Task item:
Write the entries out in full, matching them exactly.

Data for processing:
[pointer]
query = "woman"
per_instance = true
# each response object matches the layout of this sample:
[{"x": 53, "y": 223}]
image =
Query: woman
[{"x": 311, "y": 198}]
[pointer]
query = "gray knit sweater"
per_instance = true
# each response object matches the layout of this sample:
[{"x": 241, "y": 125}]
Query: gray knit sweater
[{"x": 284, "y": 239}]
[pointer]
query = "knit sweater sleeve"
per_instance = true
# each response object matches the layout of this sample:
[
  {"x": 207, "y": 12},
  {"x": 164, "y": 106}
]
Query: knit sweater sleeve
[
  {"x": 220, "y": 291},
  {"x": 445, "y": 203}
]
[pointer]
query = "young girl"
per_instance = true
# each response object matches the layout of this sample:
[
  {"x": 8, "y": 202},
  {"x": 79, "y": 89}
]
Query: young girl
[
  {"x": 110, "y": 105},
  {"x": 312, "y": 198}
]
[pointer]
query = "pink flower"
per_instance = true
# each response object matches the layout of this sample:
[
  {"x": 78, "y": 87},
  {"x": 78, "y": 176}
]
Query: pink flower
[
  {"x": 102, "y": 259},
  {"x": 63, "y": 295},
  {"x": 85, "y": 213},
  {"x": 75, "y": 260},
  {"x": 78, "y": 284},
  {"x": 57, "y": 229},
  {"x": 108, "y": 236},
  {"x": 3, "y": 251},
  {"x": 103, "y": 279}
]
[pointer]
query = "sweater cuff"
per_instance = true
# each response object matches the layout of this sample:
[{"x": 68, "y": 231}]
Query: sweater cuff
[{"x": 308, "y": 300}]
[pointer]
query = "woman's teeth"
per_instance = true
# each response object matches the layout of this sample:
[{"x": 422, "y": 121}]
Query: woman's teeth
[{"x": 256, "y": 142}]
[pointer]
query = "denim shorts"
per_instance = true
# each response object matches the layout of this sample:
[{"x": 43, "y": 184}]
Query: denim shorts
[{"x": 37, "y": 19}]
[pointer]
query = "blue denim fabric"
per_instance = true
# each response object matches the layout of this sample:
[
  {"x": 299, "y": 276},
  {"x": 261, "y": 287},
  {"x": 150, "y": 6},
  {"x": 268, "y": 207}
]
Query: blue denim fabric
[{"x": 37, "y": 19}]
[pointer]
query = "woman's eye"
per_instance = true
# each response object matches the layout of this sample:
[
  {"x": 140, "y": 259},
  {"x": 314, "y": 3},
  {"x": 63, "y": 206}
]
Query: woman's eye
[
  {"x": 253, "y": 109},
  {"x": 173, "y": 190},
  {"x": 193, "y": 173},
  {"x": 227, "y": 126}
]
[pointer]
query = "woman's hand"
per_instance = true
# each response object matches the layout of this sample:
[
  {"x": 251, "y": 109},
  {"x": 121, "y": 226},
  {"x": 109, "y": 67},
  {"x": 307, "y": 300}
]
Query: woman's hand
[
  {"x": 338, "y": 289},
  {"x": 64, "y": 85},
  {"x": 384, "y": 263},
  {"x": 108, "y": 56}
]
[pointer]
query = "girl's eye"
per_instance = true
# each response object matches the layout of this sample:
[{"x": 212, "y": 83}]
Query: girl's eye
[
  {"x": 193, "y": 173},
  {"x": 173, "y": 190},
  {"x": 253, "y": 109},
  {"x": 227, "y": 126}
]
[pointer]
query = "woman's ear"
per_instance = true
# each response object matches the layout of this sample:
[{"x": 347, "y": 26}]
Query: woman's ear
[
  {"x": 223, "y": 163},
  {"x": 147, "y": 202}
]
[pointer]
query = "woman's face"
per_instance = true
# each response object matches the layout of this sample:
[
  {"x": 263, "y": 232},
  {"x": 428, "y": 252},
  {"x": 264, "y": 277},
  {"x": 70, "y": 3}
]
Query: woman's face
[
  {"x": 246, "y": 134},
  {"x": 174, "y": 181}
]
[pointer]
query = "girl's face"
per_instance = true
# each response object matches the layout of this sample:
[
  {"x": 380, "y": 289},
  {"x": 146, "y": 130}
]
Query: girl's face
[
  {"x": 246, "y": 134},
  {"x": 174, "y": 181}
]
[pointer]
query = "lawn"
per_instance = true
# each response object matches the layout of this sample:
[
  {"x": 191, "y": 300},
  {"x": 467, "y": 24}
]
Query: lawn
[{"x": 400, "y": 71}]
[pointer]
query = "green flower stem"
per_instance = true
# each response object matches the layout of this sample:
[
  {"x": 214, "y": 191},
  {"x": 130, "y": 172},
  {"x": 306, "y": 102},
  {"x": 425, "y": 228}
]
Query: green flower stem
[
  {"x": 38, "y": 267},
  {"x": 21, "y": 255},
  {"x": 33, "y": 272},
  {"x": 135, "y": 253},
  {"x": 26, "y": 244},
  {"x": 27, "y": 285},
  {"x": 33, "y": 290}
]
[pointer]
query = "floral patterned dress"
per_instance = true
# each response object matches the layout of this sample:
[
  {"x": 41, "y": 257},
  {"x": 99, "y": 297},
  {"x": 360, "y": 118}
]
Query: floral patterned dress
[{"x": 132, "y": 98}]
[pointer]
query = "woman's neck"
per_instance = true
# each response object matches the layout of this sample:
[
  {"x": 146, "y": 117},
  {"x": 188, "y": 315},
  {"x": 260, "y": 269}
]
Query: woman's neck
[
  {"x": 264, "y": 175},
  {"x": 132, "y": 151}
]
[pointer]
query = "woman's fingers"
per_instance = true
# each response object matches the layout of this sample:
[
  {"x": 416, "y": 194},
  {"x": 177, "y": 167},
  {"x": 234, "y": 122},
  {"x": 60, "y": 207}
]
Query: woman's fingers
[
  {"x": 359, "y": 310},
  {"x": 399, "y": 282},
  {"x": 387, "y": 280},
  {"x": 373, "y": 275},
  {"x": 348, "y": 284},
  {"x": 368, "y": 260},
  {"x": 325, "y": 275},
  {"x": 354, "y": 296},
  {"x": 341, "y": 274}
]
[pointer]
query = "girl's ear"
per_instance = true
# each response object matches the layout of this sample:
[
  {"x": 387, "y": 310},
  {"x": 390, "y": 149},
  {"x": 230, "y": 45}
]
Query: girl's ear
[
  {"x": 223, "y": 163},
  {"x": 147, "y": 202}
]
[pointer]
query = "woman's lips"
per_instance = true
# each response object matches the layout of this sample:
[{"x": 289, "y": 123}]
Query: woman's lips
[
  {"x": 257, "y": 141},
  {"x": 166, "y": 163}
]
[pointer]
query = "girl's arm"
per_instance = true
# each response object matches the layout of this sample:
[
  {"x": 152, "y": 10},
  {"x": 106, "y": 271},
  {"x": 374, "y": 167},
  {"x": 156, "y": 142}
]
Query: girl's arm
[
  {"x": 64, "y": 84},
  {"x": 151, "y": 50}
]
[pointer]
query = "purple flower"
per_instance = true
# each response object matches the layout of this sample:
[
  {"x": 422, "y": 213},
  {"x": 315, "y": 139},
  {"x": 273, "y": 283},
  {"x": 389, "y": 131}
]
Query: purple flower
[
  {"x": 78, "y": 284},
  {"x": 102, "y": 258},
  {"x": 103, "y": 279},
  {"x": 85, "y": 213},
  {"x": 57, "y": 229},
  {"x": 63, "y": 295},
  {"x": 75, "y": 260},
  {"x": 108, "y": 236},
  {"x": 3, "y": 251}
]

Result for this task:
[pointer]
query = "woman"
per_instance = true
# each response object matches the layout of this sample:
[{"x": 53, "y": 223}]
image =
Query: woman
[{"x": 311, "y": 198}]
[pointer]
query = "gray knit sweater"
per_instance = true
# each response object matches the layout of this sample:
[{"x": 241, "y": 125}]
Query: gray knit sweater
[{"x": 284, "y": 239}]
[pointer]
query = "knit sweater sleeve"
per_instance = true
# each response object matches the layout of this sample:
[
  {"x": 207, "y": 12},
  {"x": 164, "y": 106}
]
Query: knit sweater sleeve
[
  {"x": 220, "y": 291},
  {"x": 445, "y": 203}
]
[pointer]
query = "young girl"
per_instance = true
# each response object matches the layout of this sample:
[
  {"x": 8, "y": 202},
  {"x": 79, "y": 89}
]
Query: young girl
[
  {"x": 110, "y": 105},
  {"x": 312, "y": 198}
]
[pointer]
query = "pink flower"
per_instance = true
# each response object matches the layout of this sample:
[
  {"x": 78, "y": 87},
  {"x": 78, "y": 176}
]
Query: pink flower
[
  {"x": 102, "y": 259},
  {"x": 63, "y": 295},
  {"x": 85, "y": 213},
  {"x": 75, "y": 260},
  {"x": 78, "y": 284},
  {"x": 57, "y": 229},
  {"x": 108, "y": 236},
  {"x": 3, "y": 251},
  {"x": 103, "y": 279}
]
[pointer]
query = "sweater cuff"
per_instance = true
# each response object matches the layout of this sample:
[{"x": 68, "y": 231}]
Query: sweater cuff
[{"x": 308, "y": 300}]
[pointer]
query = "woman's teeth"
per_instance = true
# each response object matches the layout of this sample:
[{"x": 422, "y": 121}]
Query: woman's teeth
[{"x": 256, "y": 142}]
[pointer]
query = "denim shorts"
per_instance = true
# each response object matches the layout of this sample:
[{"x": 43, "y": 184}]
Query: denim shorts
[{"x": 37, "y": 19}]
[pointer]
query = "blue denim fabric"
per_instance = true
# each response object matches the layout of this sample:
[
  {"x": 299, "y": 276},
  {"x": 261, "y": 287},
  {"x": 150, "y": 6},
  {"x": 268, "y": 207}
]
Query: blue denim fabric
[{"x": 37, "y": 19}]
[pointer]
query = "woman's eye"
per_instance = true
# each response object matches the layout of this sample:
[
  {"x": 140, "y": 259},
  {"x": 314, "y": 3},
  {"x": 63, "y": 206}
]
Query: woman's eye
[
  {"x": 253, "y": 109},
  {"x": 173, "y": 190},
  {"x": 193, "y": 173},
  {"x": 227, "y": 126}
]
[pointer]
query = "woman's hand"
per_instance = true
# each response object matches the layout of this sample:
[
  {"x": 251, "y": 109},
  {"x": 121, "y": 226},
  {"x": 109, "y": 67},
  {"x": 307, "y": 300}
]
Query: woman's hand
[
  {"x": 338, "y": 289},
  {"x": 64, "y": 85},
  {"x": 384, "y": 263},
  {"x": 108, "y": 56}
]
[pointer]
query = "girl's eye"
per_instance = true
# each response object matches the layout of this sample:
[{"x": 212, "y": 83}]
Query: girl's eye
[
  {"x": 193, "y": 173},
  {"x": 173, "y": 190},
  {"x": 253, "y": 109},
  {"x": 227, "y": 126}
]
[pointer]
query = "woman's ear"
per_instance = true
# each response object matches the layout of this sample:
[{"x": 347, "y": 26}]
Query: woman's ear
[
  {"x": 223, "y": 163},
  {"x": 147, "y": 202}
]
[pointer]
query = "woman's face"
per_instance = true
# each response object matches the layout of this sample:
[
  {"x": 263, "y": 232},
  {"x": 428, "y": 252},
  {"x": 264, "y": 277},
  {"x": 70, "y": 3}
]
Query: woman's face
[
  {"x": 246, "y": 134},
  {"x": 174, "y": 181}
]
[pointer]
query = "girl's face"
per_instance = true
# each response object matches the layout of this sample:
[
  {"x": 380, "y": 289},
  {"x": 146, "y": 130}
]
Query: girl's face
[
  {"x": 246, "y": 134},
  {"x": 174, "y": 181}
]
[pointer]
query = "lawn"
per_instance = true
# each response object matches the layout of this sample:
[
  {"x": 191, "y": 300},
  {"x": 467, "y": 24}
]
Query: lawn
[{"x": 400, "y": 71}]
[pointer]
query = "green flower stem"
per_instance = true
# each response object matches the layout of this sample:
[
  {"x": 214, "y": 191},
  {"x": 130, "y": 172},
  {"x": 306, "y": 102},
  {"x": 425, "y": 228}
]
Query: green flower stem
[
  {"x": 38, "y": 267},
  {"x": 21, "y": 255},
  {"x": 33, "y": 272},
  {"x": 135, "y": 253},
  {"x": 26, "y": 244},
  {"x": 27, "y": 285},
  {"x": 33, "y": 290}
]
[pointer]
query = "floral patterned dress"
per_instance = true
# each response object matches the layout of this sample:
[
  {"x": 41, "y": 257},
  {"x": 99, "y": 297},
  {"x": 360, "y": 118}
]
Query: floral patterned dress
[{"x": 132, "y": 98}]
[pointer]
query = "woman's neck"
per_instance = true
# each response object matches the layout of this sample:
[
  {"x": 146, "y": 117},
  {"x": 188, "y": 315},
  {"x": 260, "y": 269}
]
Query: woman's neck
[
  {"x": 264, "y": 175},
  {"x": 132, "y": 151}
]
[pointer]
query = "woman's fingers"
per_instance = true
# each response object matches the layout of this sample:
[
  {"x": 416, "y": 194},
  {"x": 177, "y": 167},
  {"x": 234, "y": 122},
  {"x": 60, "y": 207}
]
Query: woman's fingers
[
  {"x": 359, "y": 310},
  {"x": 399, "y": 282},
  {"x": 387, "y": 280},
  {"x": 373, "y": 275},
  {"x": 348, "y": 284},
  {"x": 368, "y": 260},
  {"x": 325, "y": 275},
  {"x": 354, "y": 296},
  {"x": 341, "y": 274}
]
[pointer]
query = "girl's ear"
per_instance = true
# each response object matches the layout of this sample:
[
  {"x": 387, "y": 310},
  {"x": 390, "y": 149},
  {"x": 230, "y": 45}
]
Query: girl's ear
[
  {"x": 223, "y": 163},
  {"x": 147, "y": 202}
]
[pointer]
query = "woman's lips"
per_instance = true
# each response object matches the layout of this sample:
[{"x": 289, "y": 123}]
Query: woman's lips
[
  {"x": 257, "y": 141},
  {"x": 166, "y": 163}
]
[pointer]
query = "girl's arm"
per_instance = true
# each response object matches the layout of this sample:
[
  {"x": 152, "y": 10},
  {"x": 106, "y": 271},
  {"x": 374, "y": 167},
  {"x": 156, "y": 142}
]
Query: girl's arm
[
  {"x": 64, "y": 84},
  {"x": 151, "y": 50}
]
[pointer]
query = "purple flower"
per_instance = true
# each response object matches the layout of this sample:
[
  {"x": 422, "y": 213},
  {"x": 315, "y": 139},
  {"x": 273, "y": 283},
  {"x": 389, "y": 131}
]
Query: purple flower
[
  {"x": 78, "y": 284},
  {"x": 102, "y": 258},
  {"x": 103, "y": 279},
  {"x": 85, "y": 213},
  {"x": 57, "y": 229},
  {"x": 63, "y": 295},
  {"x": 75, "y": 260},
  {"x": 108, "y": 236},
  {"x": 3, "y": 251}
]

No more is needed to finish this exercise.